- _Requirement_
On how many lines of these entries does the word "uniform" occur? State the number alone.

[Natural language region descriptions]
%%
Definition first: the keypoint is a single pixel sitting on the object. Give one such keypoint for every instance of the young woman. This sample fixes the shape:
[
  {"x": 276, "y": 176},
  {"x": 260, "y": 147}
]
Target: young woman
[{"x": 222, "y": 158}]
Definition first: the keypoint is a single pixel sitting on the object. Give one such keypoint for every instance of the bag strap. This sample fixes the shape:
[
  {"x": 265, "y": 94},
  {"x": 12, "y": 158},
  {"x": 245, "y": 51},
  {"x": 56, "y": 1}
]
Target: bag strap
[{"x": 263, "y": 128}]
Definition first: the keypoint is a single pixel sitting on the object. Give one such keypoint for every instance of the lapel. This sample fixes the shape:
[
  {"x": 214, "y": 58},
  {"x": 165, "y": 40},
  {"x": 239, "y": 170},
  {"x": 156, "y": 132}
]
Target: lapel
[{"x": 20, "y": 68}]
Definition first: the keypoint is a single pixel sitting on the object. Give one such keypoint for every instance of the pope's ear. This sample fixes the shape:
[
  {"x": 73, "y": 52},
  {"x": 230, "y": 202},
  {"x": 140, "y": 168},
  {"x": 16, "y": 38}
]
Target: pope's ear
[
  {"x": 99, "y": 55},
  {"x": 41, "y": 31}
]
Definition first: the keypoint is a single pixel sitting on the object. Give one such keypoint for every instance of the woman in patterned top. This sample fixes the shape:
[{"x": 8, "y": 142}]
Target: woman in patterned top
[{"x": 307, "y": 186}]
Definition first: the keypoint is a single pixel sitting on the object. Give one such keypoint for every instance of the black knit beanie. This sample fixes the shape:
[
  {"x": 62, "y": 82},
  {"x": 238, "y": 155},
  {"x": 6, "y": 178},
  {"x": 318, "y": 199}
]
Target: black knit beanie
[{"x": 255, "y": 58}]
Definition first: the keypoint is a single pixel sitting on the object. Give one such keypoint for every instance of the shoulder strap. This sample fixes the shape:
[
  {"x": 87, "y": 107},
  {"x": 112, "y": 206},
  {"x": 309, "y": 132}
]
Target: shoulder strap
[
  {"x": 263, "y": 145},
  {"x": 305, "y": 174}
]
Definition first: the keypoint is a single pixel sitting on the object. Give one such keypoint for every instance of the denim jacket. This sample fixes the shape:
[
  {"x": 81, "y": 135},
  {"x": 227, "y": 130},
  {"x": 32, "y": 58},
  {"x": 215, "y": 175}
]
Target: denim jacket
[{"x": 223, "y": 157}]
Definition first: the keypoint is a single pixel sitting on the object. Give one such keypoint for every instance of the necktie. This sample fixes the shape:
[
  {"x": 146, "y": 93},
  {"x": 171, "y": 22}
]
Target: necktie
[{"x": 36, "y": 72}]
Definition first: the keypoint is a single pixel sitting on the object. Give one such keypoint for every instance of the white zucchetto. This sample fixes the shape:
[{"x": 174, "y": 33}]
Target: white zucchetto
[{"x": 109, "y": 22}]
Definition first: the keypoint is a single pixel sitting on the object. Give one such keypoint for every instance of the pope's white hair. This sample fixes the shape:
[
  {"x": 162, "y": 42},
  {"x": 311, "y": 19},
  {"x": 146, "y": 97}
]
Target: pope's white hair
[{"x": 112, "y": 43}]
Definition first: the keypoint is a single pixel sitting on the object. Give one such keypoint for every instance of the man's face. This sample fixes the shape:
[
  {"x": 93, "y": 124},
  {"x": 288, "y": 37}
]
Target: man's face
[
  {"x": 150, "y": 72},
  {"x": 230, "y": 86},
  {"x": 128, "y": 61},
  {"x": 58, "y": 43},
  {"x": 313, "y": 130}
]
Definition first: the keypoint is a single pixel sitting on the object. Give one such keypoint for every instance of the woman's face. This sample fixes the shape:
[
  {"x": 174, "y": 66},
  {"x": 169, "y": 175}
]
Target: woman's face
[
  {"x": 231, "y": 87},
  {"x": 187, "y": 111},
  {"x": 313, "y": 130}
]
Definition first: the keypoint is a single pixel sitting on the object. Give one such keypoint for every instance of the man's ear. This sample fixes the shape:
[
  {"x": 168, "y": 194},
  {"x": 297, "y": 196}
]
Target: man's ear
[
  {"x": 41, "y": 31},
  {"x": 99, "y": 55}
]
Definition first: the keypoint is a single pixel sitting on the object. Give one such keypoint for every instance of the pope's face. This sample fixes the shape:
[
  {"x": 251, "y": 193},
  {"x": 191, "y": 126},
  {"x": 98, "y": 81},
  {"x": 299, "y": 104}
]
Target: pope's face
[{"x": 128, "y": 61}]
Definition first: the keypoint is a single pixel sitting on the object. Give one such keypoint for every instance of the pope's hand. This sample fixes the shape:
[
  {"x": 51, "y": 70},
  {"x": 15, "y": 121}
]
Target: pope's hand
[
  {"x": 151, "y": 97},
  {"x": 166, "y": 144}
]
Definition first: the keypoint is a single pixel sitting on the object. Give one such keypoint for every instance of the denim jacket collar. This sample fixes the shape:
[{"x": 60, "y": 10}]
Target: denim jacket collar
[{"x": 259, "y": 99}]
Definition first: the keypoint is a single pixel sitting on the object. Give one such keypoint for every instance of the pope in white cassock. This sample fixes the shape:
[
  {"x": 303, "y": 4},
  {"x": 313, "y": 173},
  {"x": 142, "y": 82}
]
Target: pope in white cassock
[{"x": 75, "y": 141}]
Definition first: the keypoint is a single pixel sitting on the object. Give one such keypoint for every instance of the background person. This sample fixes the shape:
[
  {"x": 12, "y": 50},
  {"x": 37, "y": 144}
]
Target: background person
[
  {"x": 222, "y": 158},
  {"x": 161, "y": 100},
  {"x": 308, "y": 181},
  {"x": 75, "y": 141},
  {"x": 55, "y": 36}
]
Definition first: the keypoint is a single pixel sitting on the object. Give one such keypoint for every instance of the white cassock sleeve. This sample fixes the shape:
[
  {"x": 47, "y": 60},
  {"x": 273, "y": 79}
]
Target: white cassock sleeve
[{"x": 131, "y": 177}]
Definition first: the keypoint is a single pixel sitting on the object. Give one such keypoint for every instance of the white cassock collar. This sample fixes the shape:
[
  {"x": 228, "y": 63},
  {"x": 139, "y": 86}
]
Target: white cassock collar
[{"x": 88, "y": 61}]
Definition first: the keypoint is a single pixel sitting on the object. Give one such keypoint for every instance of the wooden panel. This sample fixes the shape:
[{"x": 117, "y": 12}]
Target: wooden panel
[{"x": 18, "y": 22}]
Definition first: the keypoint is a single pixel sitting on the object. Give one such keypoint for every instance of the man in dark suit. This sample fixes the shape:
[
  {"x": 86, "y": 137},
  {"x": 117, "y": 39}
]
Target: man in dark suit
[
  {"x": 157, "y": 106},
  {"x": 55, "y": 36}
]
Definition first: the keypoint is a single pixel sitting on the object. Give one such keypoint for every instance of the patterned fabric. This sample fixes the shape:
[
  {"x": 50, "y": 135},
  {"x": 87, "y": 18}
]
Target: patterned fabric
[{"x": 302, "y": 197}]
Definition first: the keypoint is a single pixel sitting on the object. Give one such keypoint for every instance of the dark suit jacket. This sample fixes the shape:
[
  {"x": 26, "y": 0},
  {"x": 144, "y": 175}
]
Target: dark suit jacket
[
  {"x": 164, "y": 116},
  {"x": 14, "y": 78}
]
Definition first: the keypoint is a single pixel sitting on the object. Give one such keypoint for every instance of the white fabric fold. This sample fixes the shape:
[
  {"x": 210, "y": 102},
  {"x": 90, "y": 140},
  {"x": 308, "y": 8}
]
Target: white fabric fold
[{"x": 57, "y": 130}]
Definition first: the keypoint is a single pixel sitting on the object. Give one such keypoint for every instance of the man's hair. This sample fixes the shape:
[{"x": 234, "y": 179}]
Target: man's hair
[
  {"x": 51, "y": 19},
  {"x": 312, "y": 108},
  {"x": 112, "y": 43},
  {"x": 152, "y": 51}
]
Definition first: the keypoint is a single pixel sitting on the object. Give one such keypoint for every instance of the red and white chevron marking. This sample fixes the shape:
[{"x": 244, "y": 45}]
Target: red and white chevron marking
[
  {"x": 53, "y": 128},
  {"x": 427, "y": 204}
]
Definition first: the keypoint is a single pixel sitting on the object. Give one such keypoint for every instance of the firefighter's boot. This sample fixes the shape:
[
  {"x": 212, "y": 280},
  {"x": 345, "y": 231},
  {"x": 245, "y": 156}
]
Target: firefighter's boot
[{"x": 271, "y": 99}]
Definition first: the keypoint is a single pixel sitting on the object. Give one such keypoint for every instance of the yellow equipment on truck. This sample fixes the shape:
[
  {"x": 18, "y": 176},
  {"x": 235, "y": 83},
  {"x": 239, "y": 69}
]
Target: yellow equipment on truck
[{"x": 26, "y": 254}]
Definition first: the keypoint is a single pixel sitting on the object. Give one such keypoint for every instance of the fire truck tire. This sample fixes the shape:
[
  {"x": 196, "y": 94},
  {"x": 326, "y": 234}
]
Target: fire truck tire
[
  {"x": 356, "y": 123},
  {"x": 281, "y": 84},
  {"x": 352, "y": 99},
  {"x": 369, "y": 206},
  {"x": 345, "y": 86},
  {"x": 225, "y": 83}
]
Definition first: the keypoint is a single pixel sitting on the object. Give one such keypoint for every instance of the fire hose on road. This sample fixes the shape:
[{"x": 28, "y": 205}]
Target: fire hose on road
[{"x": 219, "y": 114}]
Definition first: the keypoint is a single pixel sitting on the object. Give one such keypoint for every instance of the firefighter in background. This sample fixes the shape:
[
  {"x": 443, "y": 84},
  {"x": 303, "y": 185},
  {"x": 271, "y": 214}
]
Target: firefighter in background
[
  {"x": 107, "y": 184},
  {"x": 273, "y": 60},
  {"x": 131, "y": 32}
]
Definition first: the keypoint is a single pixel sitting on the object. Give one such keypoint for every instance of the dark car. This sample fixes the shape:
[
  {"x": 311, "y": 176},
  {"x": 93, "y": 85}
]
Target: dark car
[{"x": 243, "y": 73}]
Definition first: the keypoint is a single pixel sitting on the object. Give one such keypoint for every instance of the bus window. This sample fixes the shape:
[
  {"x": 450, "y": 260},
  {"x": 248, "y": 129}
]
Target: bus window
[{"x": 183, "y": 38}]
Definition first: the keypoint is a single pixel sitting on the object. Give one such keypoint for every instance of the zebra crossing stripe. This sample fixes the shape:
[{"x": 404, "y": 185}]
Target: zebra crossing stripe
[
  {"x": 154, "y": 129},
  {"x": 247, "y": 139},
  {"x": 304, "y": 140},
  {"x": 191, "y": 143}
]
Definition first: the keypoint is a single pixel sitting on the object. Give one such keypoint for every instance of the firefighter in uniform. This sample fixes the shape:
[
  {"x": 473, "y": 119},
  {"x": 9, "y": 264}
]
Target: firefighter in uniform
%%
- _Task result_
2